## To do:
I would like every record printed again, exactly as shown.

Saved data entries
• • • • •

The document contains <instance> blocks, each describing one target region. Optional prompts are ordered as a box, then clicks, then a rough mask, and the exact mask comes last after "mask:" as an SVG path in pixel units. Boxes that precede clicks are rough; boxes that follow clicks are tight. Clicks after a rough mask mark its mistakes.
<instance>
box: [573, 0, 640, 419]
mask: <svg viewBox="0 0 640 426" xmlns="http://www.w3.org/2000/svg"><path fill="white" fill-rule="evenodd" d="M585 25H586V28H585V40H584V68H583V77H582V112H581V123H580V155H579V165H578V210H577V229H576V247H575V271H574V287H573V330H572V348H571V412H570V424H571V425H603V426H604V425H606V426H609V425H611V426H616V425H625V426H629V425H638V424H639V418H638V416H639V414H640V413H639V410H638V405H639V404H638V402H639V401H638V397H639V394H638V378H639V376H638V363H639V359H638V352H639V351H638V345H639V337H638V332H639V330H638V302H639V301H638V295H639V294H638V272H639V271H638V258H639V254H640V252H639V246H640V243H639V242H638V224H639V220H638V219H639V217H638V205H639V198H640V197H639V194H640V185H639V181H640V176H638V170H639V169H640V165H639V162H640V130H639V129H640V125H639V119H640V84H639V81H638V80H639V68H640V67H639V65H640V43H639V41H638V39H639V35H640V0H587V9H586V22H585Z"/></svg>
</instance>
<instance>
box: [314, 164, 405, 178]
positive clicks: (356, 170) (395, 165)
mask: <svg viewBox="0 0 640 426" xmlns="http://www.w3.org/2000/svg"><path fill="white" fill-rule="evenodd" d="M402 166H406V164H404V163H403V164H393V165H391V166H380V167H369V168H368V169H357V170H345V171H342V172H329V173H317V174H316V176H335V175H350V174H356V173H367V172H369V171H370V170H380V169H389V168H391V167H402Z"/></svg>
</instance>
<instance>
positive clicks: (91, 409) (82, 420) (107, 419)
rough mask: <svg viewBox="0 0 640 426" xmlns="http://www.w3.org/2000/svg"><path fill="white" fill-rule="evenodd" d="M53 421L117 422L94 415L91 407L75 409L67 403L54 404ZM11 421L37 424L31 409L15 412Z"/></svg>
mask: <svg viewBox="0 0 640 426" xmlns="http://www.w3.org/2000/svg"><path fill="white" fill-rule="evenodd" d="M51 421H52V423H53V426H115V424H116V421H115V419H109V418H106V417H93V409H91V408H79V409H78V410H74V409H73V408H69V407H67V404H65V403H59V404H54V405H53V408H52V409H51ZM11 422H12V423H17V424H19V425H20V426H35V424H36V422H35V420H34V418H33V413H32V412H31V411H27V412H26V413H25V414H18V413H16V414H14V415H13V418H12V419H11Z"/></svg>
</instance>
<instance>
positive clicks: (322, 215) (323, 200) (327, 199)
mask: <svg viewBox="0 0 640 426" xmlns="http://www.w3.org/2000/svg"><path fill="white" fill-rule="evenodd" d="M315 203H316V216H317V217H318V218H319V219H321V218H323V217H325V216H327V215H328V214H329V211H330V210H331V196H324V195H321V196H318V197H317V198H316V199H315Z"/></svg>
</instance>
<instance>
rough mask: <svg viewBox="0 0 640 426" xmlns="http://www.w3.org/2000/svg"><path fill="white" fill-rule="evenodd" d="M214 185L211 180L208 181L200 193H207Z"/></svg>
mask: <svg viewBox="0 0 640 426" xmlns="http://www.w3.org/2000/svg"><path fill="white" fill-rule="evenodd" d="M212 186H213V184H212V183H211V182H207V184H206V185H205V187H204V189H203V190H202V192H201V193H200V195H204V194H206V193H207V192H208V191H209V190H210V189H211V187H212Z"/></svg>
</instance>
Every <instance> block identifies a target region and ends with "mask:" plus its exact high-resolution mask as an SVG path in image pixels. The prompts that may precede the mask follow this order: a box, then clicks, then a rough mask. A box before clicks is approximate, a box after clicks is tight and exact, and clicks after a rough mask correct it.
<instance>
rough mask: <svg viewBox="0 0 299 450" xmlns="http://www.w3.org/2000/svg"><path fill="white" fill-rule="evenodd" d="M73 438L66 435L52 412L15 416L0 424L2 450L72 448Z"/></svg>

• • • • •

## Solution:
The document contains <instance> blocks, each describing one target region. Optional prompts are ordered as a box, then clicks, then a rough mask, and the exact mask comes last after "mask:" as an SVG path in pixel units. Boxes that precede clicks are rough; boxes that follow clicks are tight. Clicks after a rough mask mark its mistakes.
<instance>
box: [573, 0, 640, 419]
mask: <svg viewBox="0 0 640 426" xmlns="http://www.w3.org/2000/svg"><path fill="white" fill-rule="evenodd" d="M585 25H586V28H585V40H584V68H583V77H582V112H581V123H580V155H579V165H578V210H577V229H576V247H575V271H574V287H573V330H572V348H571V412H570V424H571V425H603V426H604V425H606V426H609V425H611V426H616V425H625V426H629V425H638V424H639V418H638V416H639V414H640V413H639V410H638V405H639V404H638V402H639V401H638V397H639V394H638V378H639V376H638V363H639V359H638V352H639V351H638V345H639V337H638V332H639V330H638V302H639V301H638V295H639V294H638V272H639V271H638V258H639V254H640V252H639V246H640V243H639V242H638V224H639V220H638V219H639V217H638V205H639V198H640V197H639V194H640V185H639V181H640V176H638V170H639V169H640V165H639V162H640V130H639V129H640V125H639V119H640V84H639V81H638V80H639V68H640V67H639V65H640V43H639V41H638V39H639V35H640V0H587V9H586V22H585Z"/></svg>
</instance>
<instance>
box: [314, 164, 405, 178]
positive clicks: (356, 170) (395, 165)
mask: <svg viewBox="0 0 640 426" xmlns="http://www.w3.org/2000/svg"><path fill="white" fill-rule="evenodd" d="M402 166H406V164H404V163H403V164H393V165H391V166H380V167H369V168H368V169H357V170H345V171H342V172H329V173H317V174H316V176H335V175H350V174H356V173H367V172H369V171H370V170H380V169H389V168H391V167H402Z"/></svg>
</instance>
<instance>
positive clicks: (91, 409) (82, 420) (107, 419)
rough mask: <svg viewBox="0 0 640 426" xmlns="http://www.w3.org/2000/svg"><path fill="white" fill-rule="evenodd" d="M53 421L117 422L94 415L91 407L75 409L67 403L54 404ZM11 421L37 424L31 409L15 412Z"/></svg>
mask: <svg viewBox="0 0 640 426" xmlns="http://www.w3.org/2000/svg"><path fill="white" fill-rule="evenodd" d="M51 421H52V423H53V426H115V424H116V421H115V419H109V418H106V417H93V409H91V408H79V409H78V410H74V409H73V408H69V407H67V404H65V403H59V404H54V405H53V408H52V409H51ZM11 422H12V423H17V424H19V425H20V426H35V424H36V422H35V420H34V418H33V413H32V412H31V411H27V412H26V413H25V414H18V413H16V414H14V415H13V418H12V419H11Z"/></svg>
</instance>
<instance>
positive clicks: (322, 215) (323, 200) (327, 199)
mask: <svg viewBox="0 0 640 426" xmlns="http://www.w3.org/2000/svg"><path fill="white" fill-rule="evenodd" d="M315 203H316V216H317V217H318V218H319V219H321V218H323V217H325V216H327V215H328V214H329V211H330V210H331V196H324V195H321V196H318V197H317V198H316V199H315Z"/></svg>
</instance>
<instance>
rough mask: <svg viewBox="0 0 640 426" xmlns="http://www.w3.org/2000/svg"><path fill="white" fill-rule="evenodd" d="M214 185L211 180L208 181L200 193H207Z"/></svg>
mask: <svg viewBox="0 0 640 426" xmlns="http://www.w3.org/2000/svg"><path fill="white" fill-rule="evenodd" d="M212 186H213V184H212V183H211V182H207V184H206V185H205V187H204V189H203V190H202V192H201V193H200V195H204V194H206V193H207V192H208V191H209V190H210V189H211V187H212Z"/></svg>
</instance>
Every <instance> block identifies a target region and ends with "mask:" plus its exact high-resolution mask as an SVG path in image pixels. The prompts that may precede the mask follow this order: a box, then clicks, then a rough mask. A box before clicks is approximate, a box after clicks is tight and exact, and clicks after a rough mask correct it.
<instance>
rough mask: <svg viewBox="0 0 299 450" xmlns="http://www.w3.org/2000/svg"><path fill="white" fill-rule="evenodd" d="M73 438L66 435L52 412L15 416L0 424L2 450L72 448Z"/></svg>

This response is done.